(Items listed in a dataset)
....
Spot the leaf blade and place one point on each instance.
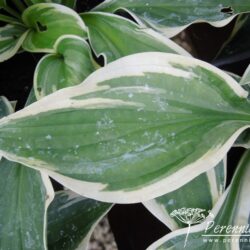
(120, 103)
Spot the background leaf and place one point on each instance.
(47, 22)
(11, 39)
(202, 192)
(70, 64)
(108, 33)
(232, 210)
(171, 17)
(72, 219)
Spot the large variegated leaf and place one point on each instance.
(11, 39)
(202, 192)
(108, 34)
(170, 17)
(72, 219)
(47, 22)
(229, 229)
(25, 196)
(69, 3)
(71, 63)
(136, 129)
....
[EXERCISE PROMPT]: All entries above are to be restated exactly, with every image omitted.

[SOLUTION FOR THIS TASK]:
Spot the leaf blade and place one point on each instance.
(120, 103)
Spot the background leaf and place one point on each instance.
(47, 22)
(11, 39)
(202, 192)
(70, 64)
(108, 33)
(232, 210)
(171, 17)
(72, 219)
Spot the large variegated leaf and place one point on each instance.
(11, 39)
(202, 192)
(108, 34)
(170, 17)
(72, 219)
(47, 22)
(229, 229)
(25, 196)
(69, 3)
(71, 63)
(136, 129)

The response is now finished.